Objective: Give back exactly the lines that run from the line containing "Put a dot on each instance of the wooden fence" through the end of the listing below. Leave out every other line.

[Dataset rows]
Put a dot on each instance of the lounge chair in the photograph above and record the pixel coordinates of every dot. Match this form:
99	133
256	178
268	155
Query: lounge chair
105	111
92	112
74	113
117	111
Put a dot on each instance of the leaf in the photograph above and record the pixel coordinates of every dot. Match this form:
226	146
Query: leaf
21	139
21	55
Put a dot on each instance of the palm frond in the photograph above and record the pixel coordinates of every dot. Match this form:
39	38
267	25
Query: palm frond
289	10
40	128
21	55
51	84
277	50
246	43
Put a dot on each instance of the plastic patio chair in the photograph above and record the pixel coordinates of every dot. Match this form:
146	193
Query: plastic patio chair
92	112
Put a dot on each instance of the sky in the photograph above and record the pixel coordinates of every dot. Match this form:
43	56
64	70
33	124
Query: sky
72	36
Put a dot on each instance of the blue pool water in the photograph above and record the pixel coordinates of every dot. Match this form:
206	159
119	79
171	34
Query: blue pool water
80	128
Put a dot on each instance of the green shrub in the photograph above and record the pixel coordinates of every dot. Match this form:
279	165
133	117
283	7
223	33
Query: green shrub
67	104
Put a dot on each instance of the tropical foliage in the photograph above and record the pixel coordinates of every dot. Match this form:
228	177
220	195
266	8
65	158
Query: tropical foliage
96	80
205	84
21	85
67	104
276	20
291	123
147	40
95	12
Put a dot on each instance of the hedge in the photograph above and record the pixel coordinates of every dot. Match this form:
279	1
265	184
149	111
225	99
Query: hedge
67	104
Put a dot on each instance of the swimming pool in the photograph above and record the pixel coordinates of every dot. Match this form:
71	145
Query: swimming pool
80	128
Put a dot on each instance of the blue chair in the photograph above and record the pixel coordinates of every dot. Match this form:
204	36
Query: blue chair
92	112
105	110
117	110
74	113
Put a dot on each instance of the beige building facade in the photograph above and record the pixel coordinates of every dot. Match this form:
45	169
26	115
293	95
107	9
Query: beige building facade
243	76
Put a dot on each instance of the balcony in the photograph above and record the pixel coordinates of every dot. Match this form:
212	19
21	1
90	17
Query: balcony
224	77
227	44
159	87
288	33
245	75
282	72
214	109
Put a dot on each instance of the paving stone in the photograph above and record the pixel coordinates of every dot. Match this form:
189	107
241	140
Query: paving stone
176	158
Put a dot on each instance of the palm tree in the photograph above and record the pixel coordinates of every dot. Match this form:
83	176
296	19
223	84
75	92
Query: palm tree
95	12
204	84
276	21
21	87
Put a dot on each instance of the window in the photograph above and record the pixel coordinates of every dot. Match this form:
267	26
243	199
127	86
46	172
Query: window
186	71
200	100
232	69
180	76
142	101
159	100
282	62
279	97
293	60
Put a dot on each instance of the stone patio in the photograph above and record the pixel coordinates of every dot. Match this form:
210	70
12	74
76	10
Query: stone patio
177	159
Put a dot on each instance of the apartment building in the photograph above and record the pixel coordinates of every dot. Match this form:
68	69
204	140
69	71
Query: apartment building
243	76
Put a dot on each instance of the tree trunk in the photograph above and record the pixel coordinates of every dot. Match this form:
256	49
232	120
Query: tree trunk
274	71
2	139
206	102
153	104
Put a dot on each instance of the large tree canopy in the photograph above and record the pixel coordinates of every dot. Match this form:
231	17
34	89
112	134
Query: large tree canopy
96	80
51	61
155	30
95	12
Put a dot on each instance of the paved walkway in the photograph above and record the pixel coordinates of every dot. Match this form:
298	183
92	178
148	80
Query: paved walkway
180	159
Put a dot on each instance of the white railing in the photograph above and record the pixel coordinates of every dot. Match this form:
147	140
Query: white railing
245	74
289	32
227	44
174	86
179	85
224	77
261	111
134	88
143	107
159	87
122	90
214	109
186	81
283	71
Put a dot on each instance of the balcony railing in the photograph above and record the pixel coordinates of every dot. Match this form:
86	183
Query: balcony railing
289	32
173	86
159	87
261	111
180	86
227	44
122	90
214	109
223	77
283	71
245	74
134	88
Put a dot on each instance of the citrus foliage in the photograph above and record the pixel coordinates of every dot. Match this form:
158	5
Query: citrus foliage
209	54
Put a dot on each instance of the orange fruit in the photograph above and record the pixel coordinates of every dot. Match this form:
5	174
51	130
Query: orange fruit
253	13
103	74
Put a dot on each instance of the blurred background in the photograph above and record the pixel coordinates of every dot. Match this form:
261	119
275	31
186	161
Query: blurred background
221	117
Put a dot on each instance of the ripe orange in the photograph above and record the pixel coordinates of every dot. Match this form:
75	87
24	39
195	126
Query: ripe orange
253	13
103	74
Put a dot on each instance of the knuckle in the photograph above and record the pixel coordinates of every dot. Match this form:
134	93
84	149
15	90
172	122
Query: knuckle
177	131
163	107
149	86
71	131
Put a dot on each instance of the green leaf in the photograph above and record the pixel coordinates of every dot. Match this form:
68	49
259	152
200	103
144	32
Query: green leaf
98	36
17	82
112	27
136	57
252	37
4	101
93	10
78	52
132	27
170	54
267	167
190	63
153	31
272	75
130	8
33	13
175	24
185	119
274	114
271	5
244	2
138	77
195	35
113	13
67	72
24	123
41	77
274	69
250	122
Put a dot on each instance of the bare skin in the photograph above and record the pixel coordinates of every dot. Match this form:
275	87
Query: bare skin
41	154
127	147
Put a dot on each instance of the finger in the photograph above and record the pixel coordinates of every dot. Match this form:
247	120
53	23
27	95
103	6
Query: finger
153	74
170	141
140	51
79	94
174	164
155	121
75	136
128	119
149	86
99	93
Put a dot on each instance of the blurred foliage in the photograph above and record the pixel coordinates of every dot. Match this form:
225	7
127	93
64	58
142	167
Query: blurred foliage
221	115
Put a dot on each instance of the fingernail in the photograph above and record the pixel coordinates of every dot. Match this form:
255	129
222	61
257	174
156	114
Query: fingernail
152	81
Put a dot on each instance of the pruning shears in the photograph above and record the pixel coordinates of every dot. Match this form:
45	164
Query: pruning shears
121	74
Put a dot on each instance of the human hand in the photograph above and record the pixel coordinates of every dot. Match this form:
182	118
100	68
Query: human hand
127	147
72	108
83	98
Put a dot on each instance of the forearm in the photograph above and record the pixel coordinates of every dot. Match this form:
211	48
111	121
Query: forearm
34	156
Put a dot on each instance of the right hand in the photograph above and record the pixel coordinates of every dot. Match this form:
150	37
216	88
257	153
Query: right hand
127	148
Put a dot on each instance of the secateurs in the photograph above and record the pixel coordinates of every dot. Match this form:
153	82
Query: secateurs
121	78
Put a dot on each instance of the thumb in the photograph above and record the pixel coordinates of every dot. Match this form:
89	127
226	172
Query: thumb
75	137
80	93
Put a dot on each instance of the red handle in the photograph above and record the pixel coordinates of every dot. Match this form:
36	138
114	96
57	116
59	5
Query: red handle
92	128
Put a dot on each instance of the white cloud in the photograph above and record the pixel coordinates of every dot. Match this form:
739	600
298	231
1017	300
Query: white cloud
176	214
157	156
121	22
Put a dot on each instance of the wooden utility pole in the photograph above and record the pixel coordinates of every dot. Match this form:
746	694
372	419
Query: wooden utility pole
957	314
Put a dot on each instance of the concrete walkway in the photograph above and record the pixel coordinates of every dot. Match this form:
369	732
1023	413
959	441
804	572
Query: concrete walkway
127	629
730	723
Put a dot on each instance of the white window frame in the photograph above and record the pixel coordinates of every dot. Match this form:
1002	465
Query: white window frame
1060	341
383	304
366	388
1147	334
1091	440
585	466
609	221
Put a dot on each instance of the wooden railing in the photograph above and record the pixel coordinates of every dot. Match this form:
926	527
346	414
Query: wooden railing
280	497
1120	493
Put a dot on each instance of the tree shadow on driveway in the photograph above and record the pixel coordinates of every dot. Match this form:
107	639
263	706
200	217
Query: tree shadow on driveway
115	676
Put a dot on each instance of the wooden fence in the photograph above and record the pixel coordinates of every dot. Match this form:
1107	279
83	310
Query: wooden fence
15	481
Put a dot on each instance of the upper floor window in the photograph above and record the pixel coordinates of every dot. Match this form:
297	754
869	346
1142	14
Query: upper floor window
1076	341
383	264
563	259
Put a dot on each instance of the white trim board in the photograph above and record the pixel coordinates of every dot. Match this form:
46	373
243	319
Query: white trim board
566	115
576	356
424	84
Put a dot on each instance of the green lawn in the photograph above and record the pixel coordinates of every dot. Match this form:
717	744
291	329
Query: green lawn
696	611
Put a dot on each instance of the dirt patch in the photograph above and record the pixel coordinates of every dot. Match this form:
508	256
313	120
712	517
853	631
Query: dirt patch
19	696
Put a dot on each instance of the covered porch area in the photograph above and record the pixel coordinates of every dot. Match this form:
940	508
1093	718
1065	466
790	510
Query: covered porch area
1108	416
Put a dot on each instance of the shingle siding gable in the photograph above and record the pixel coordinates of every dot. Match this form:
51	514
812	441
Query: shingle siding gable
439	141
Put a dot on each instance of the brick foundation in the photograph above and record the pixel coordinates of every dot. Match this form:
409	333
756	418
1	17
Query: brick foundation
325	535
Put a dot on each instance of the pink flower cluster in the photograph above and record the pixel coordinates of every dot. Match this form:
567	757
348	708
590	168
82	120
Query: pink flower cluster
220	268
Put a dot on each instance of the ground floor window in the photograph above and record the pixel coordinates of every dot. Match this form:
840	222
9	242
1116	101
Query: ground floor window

Task result:
Put a dot on each instance of the wooden fence in the photograph above and record the pixel coordinates of every dot. Match this form:
1107	279
83	310
Query: wooden fence
15	481
Put a dot on each instance of the upper floor window in the photograph above and record the pixel coordinates of every dot. Match this form:
297	754
869	346
1142	14
Query: upper floor window
1076	341
383	264
563	259
Put a dot on each instance of the white trim board in the photograph above and record the pixel coordinates of every dot. Match this form:
46	373
243	319
Query: white trim board
566	115
576	356
424	84
Put a dot on each instance of the green lawn in the photograph above and record the pixel coordinates of every dot. Match this form:
717	744
291	329
Query: green lawn
696	611
Put a dot on each instance of the dirt patch in the photograph above and record the pixel coordinates of every dot. Match this form:
508	256
313	120
712	517
853	631
Query: dirt patch
19	696
Put a dot on each instance of the covered porch area in the photograph above and record the pixel coordinates of every dot. Match this form:
940	508
1093	718
1065	466
790	510
Query: covered porch area
1108	416
Put a dot on each instance of the shingle siding gable in the photograph above and record the pixel coordinates of every dot. Match this form:
51	514
812	441
Query: shingle siding gable
439	141
Put a dot on each instance of the brick foundation in the photograph above and record the pixel coordinates of every dot. Match this form:
409	333
756	418
1	17
Query: brick foundation
325	535
Put a dot on each instance of the pink flower cluster in the photograph above and record the pixel coordinates of every dot. Match this form:
567	757
348	708
590	168
82	120
Query: pink flower cluster
220	268
Put a dot on each instance of the ground floor window in the photograph above and record the pixel coordinates of every dot. Match this form:
840	222
9	242
1116	101
Query: ground floor window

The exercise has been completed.